## Quoted passage
SENATE COMMERCE COMMITTEE

 

STATEMENT TO

 

[First Reprint]

ASSEMBLY, No. 2279

 

with committee amendments

 

STATE OF NEW JERSEY

 

DATED: OCTOBER 28, 1996

 

 

      The Senate Commerce Committee reports favorably and with committee amendments Assembly Bill No. 2279 (1R).

      This bill, as amended by the committee, requires individuals who employ only household workers to report the employee’s wage taxes and withholdings once annually, on the employer’s own New Jersey gross income tax return. The bill requires employers to satisfy the periodic payment of these tax obligations through additions to the employers’ own regular estimated tax payments or wage withholding.

      The bill reduces the administrative burden on individuals who hire only household workers by allowing those employers to eliminate nine separate filings and eight separate payments currently required for each calendar year and replaces them with one annual filing as part of the employer’s own gross income tax return. Currently, employers of household workers must make a quarterly report and payment of the gross income taxes they withhold from an employee’s pay and a quarterly report and payment of the unemployment contributions they withhold from their employee’s pay and the contributions the employer makes. In addition to these eight quarterly reports and eight quarterly payments, the employer must make an annual gross income tax reconciliation report for the employee’s gross income tax. Prior to the committee amendments, the bill eliminated the filing of four quarterly wage reports for household workers. The committee amendments reinstate the required filing of these four reports for household workers. The federal law requires continuation of quarterly wage reports for determining unemployment compensation eligibility, and also for administering such other federal-State cooperative programs as AFDC, Medicaid and food stamps.

      "Domestic service" under the bill means domestic service as an employee in a private home of the employer, such as a babysitter, nanny, health aide, private nurse, maid, caretaker, yard worker or similar domestic employee.

## Information shown
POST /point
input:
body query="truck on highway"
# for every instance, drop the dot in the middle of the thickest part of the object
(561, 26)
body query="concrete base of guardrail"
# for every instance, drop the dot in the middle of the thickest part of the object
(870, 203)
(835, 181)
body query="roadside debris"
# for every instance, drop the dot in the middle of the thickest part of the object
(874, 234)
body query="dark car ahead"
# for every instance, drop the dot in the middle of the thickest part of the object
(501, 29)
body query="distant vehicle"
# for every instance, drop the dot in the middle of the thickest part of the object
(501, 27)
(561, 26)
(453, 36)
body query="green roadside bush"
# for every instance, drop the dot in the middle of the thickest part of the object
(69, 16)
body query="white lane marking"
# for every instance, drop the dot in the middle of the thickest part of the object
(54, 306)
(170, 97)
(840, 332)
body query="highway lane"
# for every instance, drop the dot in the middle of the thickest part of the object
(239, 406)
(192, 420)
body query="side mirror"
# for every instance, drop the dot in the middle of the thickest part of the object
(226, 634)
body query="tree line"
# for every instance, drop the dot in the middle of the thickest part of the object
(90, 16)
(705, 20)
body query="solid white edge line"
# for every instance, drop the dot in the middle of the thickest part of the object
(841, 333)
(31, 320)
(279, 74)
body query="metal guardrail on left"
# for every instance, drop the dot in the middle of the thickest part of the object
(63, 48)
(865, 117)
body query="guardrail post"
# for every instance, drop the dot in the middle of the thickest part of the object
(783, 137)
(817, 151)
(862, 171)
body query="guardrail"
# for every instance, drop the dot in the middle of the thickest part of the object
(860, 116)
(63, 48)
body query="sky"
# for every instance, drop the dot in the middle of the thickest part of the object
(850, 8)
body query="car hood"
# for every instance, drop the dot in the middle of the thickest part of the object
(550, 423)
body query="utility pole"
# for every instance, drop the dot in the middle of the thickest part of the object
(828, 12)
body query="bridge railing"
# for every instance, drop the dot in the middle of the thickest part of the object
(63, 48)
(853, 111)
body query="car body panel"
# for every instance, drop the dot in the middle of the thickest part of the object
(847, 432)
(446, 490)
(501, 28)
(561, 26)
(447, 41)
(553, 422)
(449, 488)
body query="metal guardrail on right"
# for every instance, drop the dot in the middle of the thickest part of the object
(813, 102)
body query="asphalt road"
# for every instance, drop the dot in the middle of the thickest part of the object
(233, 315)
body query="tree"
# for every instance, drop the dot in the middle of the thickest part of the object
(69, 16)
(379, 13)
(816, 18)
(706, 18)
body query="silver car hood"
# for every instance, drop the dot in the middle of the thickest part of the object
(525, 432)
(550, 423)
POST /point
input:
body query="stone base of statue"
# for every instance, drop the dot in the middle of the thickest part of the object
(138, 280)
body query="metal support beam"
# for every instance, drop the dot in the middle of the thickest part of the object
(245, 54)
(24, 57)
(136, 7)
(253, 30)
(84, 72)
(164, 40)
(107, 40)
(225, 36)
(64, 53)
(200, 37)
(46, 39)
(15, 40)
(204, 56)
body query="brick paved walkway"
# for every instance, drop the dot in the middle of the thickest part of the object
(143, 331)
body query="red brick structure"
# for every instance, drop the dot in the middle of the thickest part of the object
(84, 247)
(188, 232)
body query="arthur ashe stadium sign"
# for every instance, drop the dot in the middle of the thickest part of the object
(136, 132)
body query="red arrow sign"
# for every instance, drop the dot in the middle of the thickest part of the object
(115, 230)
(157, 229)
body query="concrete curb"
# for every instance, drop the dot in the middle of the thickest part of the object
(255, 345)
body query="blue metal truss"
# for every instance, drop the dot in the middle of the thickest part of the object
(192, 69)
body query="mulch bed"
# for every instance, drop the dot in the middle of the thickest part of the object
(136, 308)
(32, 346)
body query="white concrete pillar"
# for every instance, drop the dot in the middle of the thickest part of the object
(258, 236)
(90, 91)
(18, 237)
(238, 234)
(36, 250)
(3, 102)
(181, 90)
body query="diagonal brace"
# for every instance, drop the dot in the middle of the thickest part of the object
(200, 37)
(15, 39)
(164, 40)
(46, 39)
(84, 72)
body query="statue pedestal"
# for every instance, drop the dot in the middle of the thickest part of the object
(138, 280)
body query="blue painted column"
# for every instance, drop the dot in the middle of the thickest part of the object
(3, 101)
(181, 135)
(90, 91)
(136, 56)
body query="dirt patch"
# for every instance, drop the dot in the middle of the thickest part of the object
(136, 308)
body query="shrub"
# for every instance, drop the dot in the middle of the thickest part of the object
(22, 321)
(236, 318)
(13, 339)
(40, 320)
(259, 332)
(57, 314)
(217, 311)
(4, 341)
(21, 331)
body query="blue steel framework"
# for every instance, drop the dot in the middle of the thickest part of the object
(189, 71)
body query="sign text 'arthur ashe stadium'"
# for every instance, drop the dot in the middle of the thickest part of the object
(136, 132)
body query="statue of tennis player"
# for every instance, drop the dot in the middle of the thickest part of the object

## Aim of the task
Rewrite the part of the committee statement on Assembly Bill No. 2279 that opens with the words "STATE OF NEW" and closes with "or wage withholding.", putting "payroll withholding" in place of "wage withholding".

## Exercise solution
STATE OF NEW JERSEY

 

DATED: OCTOBER 28, 1996

 

 

      The Senate Commerce Committee reports favorably and with committee amendments Assembly Bill No. 2279 (1R).

      This bill, as amended by the committee, requires individuals who employ only household workers to report the employee’s wage taxes and withholdings once annually, on the employer’s own New Jersey gross income tax return. The bill requires employers to satisfy the periodic payment of these tax obligations through additions to the employers’ own regular estimated tax payments or payroll withholding.